• EXERCISE
Transcribe the following records exactly, images excluded.

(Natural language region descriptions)
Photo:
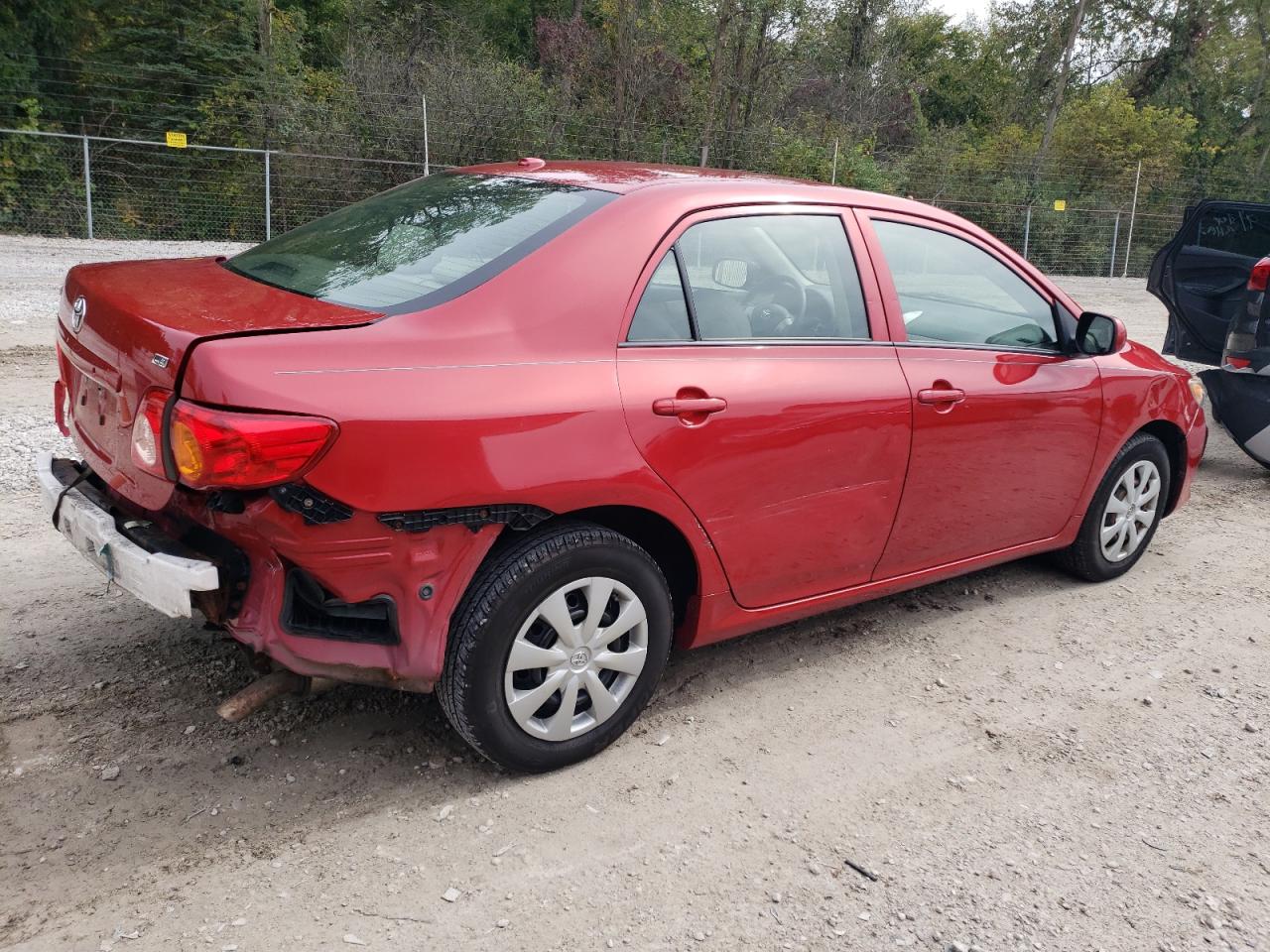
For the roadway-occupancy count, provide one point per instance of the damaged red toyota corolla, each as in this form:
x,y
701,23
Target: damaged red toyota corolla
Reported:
x,y
511,431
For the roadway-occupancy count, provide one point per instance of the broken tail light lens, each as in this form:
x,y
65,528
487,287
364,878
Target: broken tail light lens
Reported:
x,y
146,426
1260,276
232,449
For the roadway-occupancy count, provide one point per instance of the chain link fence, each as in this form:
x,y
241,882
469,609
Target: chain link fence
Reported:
x,y
64,184
72,185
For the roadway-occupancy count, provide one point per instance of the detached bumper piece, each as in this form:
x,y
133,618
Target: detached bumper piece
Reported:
x,y
512,515
148,565
317,508
310,610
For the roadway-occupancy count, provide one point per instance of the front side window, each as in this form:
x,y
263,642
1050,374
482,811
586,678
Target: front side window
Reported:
x,y
756,277
420,244
951,291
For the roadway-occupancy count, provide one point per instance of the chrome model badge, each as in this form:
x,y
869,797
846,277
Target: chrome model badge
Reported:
x,y
77,311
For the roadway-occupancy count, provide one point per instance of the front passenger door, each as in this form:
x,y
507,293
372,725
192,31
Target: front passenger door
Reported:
x,y
1005,420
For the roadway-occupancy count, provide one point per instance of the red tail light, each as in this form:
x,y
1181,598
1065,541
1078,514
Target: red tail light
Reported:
x,y
232,449
1260,276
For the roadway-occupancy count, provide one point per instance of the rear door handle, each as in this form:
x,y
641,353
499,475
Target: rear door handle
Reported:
x,y
679,407
942,395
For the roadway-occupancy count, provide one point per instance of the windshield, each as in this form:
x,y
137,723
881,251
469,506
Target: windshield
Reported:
x,y
420,244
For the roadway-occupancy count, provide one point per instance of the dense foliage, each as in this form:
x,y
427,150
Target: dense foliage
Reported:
x,y
1039,100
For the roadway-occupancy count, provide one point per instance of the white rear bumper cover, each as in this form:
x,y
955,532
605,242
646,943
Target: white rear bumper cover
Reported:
x,y
160,580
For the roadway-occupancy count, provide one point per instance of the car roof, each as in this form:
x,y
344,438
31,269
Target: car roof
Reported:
x,y
722,185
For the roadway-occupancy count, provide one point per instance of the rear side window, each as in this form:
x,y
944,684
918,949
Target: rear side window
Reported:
x,y
662,312
421,244
953,293
1239,231
761,277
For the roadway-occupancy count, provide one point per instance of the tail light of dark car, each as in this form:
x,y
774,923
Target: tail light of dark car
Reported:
x,y
213,448
1242,335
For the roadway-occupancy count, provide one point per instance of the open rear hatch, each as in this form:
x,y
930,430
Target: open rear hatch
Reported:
x,y
1202,273
127,326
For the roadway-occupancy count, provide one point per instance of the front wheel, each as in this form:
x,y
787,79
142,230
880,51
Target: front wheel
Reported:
x,y
557,648
1123,515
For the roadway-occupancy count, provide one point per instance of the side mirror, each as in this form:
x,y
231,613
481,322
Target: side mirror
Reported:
x,y
730,272
1098,334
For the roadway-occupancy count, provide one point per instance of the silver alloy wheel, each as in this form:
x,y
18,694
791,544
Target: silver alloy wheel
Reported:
x,y
575,658
1130,511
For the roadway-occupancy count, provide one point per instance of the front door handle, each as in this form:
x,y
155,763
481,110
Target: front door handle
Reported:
x,y
689,407
940,395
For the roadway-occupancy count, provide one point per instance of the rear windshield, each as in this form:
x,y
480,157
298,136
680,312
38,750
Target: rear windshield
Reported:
x,y
420,244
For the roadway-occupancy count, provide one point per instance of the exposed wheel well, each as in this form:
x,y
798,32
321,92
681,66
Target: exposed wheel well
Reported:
x,y
654,534
1175,442
661,538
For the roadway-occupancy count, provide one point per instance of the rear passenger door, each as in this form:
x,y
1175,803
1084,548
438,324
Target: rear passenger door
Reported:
x,y
1202,275
758,384
1005,416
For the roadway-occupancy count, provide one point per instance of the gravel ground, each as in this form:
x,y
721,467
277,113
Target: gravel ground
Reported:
x,y
1021,761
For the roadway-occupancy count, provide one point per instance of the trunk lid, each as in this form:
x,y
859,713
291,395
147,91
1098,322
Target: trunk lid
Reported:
x,y
127,326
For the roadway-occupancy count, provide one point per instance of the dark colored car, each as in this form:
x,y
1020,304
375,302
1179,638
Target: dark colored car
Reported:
x,y
509,431
1211,277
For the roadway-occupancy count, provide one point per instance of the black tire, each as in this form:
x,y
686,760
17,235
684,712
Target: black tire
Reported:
x,y
511,585
1083,557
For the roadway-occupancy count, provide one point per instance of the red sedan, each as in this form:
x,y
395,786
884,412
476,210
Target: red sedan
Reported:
x,y
509,431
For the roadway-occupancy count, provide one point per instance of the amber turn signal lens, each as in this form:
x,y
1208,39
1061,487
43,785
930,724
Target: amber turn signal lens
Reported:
x,y
231,449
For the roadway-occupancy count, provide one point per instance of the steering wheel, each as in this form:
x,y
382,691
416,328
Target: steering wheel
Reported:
x,y
776,306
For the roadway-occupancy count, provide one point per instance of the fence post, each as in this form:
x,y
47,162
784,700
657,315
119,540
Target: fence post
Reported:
x,y
427,166
268,199
1133,213
87,186
1115,239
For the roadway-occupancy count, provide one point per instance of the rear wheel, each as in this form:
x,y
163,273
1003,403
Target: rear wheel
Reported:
x,y
1123,515
557,648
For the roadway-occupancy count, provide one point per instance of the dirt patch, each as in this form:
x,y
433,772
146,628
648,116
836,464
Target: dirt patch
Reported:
x,y
1023,762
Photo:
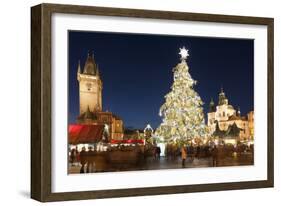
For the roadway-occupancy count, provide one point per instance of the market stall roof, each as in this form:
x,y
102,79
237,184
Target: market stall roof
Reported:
x,y
127,141
82,134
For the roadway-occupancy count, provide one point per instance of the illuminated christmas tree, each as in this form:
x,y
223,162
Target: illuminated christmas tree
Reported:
x,y
182,113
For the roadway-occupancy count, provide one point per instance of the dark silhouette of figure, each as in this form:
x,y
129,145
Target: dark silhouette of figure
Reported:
x,y
90,160
191,152
183,155
83,159
215,156
73,154
158,151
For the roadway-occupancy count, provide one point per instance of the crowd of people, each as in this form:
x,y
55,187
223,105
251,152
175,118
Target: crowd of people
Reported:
x,y
87,159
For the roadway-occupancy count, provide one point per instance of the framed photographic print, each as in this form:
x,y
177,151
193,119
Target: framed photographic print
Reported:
x,y
132,102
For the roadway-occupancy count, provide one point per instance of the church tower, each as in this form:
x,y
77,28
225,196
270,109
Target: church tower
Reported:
x,y
90,86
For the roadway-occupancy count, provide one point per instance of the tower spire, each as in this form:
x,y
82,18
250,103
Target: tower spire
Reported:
x,y
238,112
79,68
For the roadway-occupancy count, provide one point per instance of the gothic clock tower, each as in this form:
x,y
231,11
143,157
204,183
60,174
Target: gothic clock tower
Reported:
x,y
90,86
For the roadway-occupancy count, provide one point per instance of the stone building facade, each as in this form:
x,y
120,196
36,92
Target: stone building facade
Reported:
x,y
224,116
90,100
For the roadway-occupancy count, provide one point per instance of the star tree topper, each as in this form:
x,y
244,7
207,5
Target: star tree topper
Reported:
x,y
184,53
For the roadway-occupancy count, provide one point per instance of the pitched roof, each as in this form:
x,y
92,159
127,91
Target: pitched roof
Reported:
x,y
79,134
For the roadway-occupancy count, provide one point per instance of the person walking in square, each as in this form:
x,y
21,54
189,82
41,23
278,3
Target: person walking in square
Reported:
x,y
83,159
183,155
215,156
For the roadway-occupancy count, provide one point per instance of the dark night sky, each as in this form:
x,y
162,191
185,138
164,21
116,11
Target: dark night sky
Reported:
x,y
136,71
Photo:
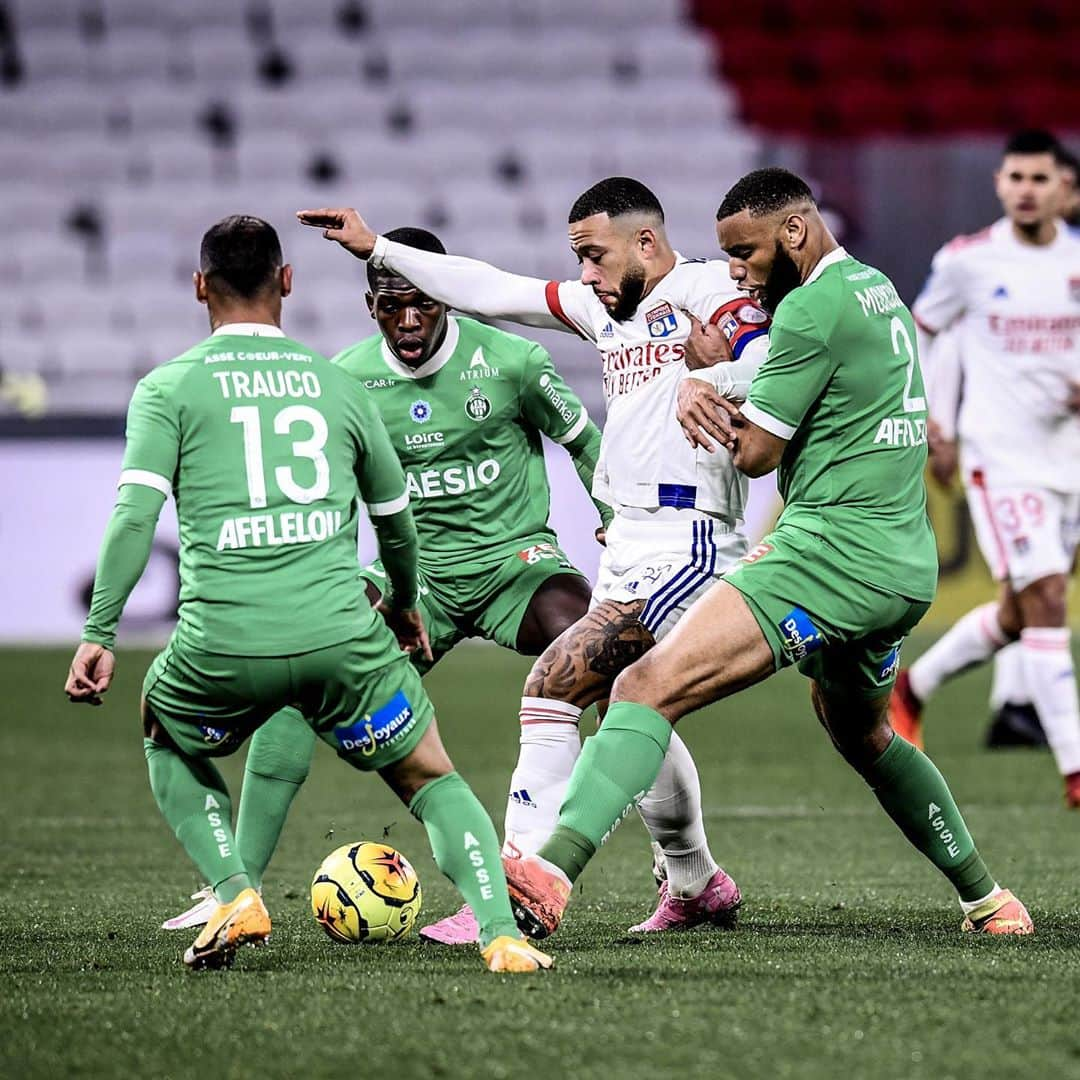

• COMPLETED TASK
Photo:
For the roadway-occupancy count, provide one point per instance of the damaged red toyota corolla, each as in this form:
x,y
701,23
Target: damaged red toyota corolla
Reported:
x,y
511,431
For the roadway-occupancy count, provide one point per instance of the broken tail light lens, each as in this form:
x,y
65,528
487,287
364,878
Target: broken tail light lens
Reported:
x,y
146,426
1260,276
232,449
For the roadway-occupancy count, provide one point per instance of the chain link fence, each as in this form:
x,y
241,882
469,609
Target: chain link fence
Reported:
x,y
64,184
72,185
For the roadway-occupancy count, provide one point per instance of the detached bumper piece, each as in this form:
x,y
133,618
Target: detached bumper piece
Reported:
x,y
512,515
148,565
317,508
310,610
For the roadway-occupancy count, provide one point per instance of the front side window, each as in this form:
x,y
263,642
1050,374
482,811
586,678
Target: front side window
Reported:
x,y
756,277
420,244
951,291
For the roadway-occupancy count, provide one point per instance of the chrome model badge, each as in this form:
x,y
869,797
846,277
Target: chrome model badge
Reported:
x,y
77,311
For the roadway-occupancy count, provide one point per instance of the front passenger door, each as in this form:
x,y
507,293
372,725
192,31
Target: front passenger door
Reported:
x,y
1005,420
For the roadway-occupancy count, provide one point per instance of the red tail light, each as in this form:
x,y
1181,598
1065,541
1078,514
Target: red tail light
Reported:
x,y
232,449
1260,276
For the roadway-occupancy count, provide one point per instance of the rear door handle, each as in this form:
x,y
641,353
499,475
Target: rear door handle
Reported:
x,y
679,407
942,395
For the roadway-occupancy count, provide one point per instance of the windshield, each as in this form:
x,y
137,723
881,251
469,506
Target: windshield
Reported:
x,y
420,244
For the roadway-occupancy count, provide one point per instance of the dense foliage, each as in this form:
x,y
427,150
Target: dense foliage
Reported:
x,y
1039,100
For the roadway-occupancy count, provide one point per instance of the white rear bumper cover, each as in this form:
x,y
955,532
605,242
646,943
Target: white rear bumper cover
Reported:
x,y
160,580
For the roadway-occupancy count, provide one point per instance of the car roof, each as in this form:
x,y
344,438
31,269
Target: car roof
Reported:
x,y
722,185
For the roadway-occupancy count, provide one point per instance of the rear side window, each as in this form:
x,y
944,684
918,949
Target: rear side window
Reported:
x,y
662,312
421,244
953,293
1239,231
761,277
For the roadway-occupancy count, provide one point per instance of the tail light of dark car, each as in this form:
x,y
774,923
Target: tail light of dark car
Reported:
x,y
213,448
1242,335
For the roadway-occupancy count, provide one point per instance of the open rear hatch, each as in this form:
x,y
930,430
Target: open rear hatch
Reported:
x,y
1202,273
127,326
For the roadway-occupancy count, provide one point per instance of the front wheel, each as in this form:
x,y
787,79
142,230
880,51
Target: front wheel
Reported:
x,y
557,648
1123,515
For the roadway-occupancy count, provide one point per instance of the side mirror, each as in this form:
x,y
231,613
481,322
Target: side mirror
Reported:
x,y
730,272
1098,334
For the roadway-occupancy count, provide one point per instance of the silver alloy wheel, each as in this form:
x,y
18,694
791,544
Target: silver alloy wheel
Reported:
x,y
575,658
1130,511
For the roadway-occupancy count, provide one point per instance of the front door handle, each as in this form:
x,y
155,763
481,110
Target: front door handle
Reported:
x,y
689,407
940,395
For the roadway-occupancy count, provide one point per instance of the rear windshield, each as in this form:
x,y
480,157
298,136
680,312
38,750
Target: rear windshield
Reported:
x,y
420,244
For the roadway-occupancy count, provide one point per instance of the exposed wheel well, each as in this form:
x,y
798,32
321,92
681,66
Target: exposed wheel well
Reported:
x,y
654,534
1175,442
661,538
For the roadway-occupancy count, provide one point per instance of the rear passenger door, each as in this form:
x,y
1175,803
1084,548
438,324
Target: rear passenger door
Reported:
x,y
1202,275
758,384
1005,416
For the roadway-occupancy count, provide one point per instance of the gravel ground, each as in this form:
x,y
721,467
277,113
Target: gravel ground
Reported:
x,y
1021,761
For the roadway-occupancy count, provide one point per instance of the trunk lid, each as in this form:
x,y
859,713
291,395
147,91
1098,322
Target: trunk lid
Reported:
x,y
127,326
For the roadway-occupancy count, provide one point per instance of the dark colored car, each as in this form:
x,y
1020,304
375,302
1179,638
Target: dark colored car
Reported:
x,y
509,431
1211,277
For the roadway-occupancy count, provide one point per instance of the black tire, each as in this form:
x,y
686,760
17,235
684,712
Target: black tire
Reported:
x,y
511,585
1083,557
For the roadway-occupancy count, provide one point per instance of the red sedan, each as in this form:
x,y
395,786
884,412
476,210
Target: red sedan
Reported:
x,y
509,431
For the roadway-occupancy count, provide one point per instance of the amber turn signal lens, each as in this form:
x,y
1208,39
1061,487
43,785
930,724
Target: amber turn signal lens
Reported:
x,y
231,449
For the roadway-occupancy count, provide one point per instance of the steering wheel, each as in this form:
x,y
382,691
416,328
Target: steering wheel
Reported:
x,y
776,306
For the roadway-occupancy count, provide one point per instance of the fence post, each as in this form:
x,y
47,162
784,700
657,315
119,540
Target: fence post
Reported:
x,y
427,166
268,199
1133,213
87,186
1115,239
For the roadway-occupancy count, provide one point per instance of the rear wheel, each as in this form:
x,y
163,273
1003,403
Target: rear wheel
Reported:
x,y
1123,515
557,648
For the roadway-occupancy count, provide one point per instance of the dirt patch, each as in this form:
x,y
433,772
146,628
648,116
836,464
Target: dirt patch
Reported:
x,y
1023,762
Photo:
For the roadway-occupancy count, provide one point per instance of the market stall roof, each as in this form:
x,y
102,79
237,184
Target: market stall roof
Reported:
x,y
127,141
82,134
For the roadway-occupancy count, provide one point per instance of the illuminated christmas tree, each as in this form:
x,y
223,162
Target: illuminated christmas tree
Reported:
x,y
182,113
For the roadway-occupancy count, provide one point per instance of the dark silhouette of figure, each as in this form:
x,y
129,145
Target: dark silhouette of figure
Reported:
x,y
90,160
191,152
183,155
83,159
215,156
73,154
158,151
For the roadway-occupancy count, provide one point per instance of the crowd of people, each as in this form:
x,y
55,187
223,105
251,152
175,118
Target: crowd of people
Reported:
x,y
87,159
For the roadway-occupancy count, provide one point per instance of the framed photographic print, each as in this form:
x,y
177,151
193,119
Target: framed photographic print
Reported:
x,y
132,102
For the roadway-occupancy count, provide one point per instance of the church tower, each as in this form:
x,y
77,28
225,196
270,109
Target: church tower
Reported:
x,y
90,86
For the roadway-occupancy count, provide one point per instance of the tower spire, each as in this form:
x,y
82,18
250,103
Target: tower spire
Reported:
x,y
238,112
79,68
For the roadway-occupancy count, provide one point per instance of the gothic clock tower, each as in this form:
x,y
231,11
143,157
204,183
60,174
Target: gothic clock tower
Reported:
x,y
90,86
For the roadway-occupancy count, provide one point per instance of the stone building facade, each as in this form:
x,y
120,196
36,92
Target: stone building facade
Reported:
x,y
224,116
90,100
For the roadway-occupancy count, provide one point per instance of the star tree topper, each as in this form:
x,y
244,7
207,5
Target: star tree topper
Reported:
x,y
184,53
For the roadway-occupancy count, provide one point per instance of the pitched roof, each as in this form:
x,y
92,159
127,91
Target: pitched roof
Reported:
x,y
79,134
For the roadway-occupancy count, provide one point per instance of the person walking in square, each as in this form:
x,y
21,54
189,82
41,23
278,3
Target: person walking in square
Reported:
x,y
83,159
183,155
215,156
For the roadway-occupancy count, provide one point per instance of the dark night sky, each as in this form:
x,y
162,191
185,138
164,21
116,11
Target: dark night sky
Reported:
x,y
136,71
Photo:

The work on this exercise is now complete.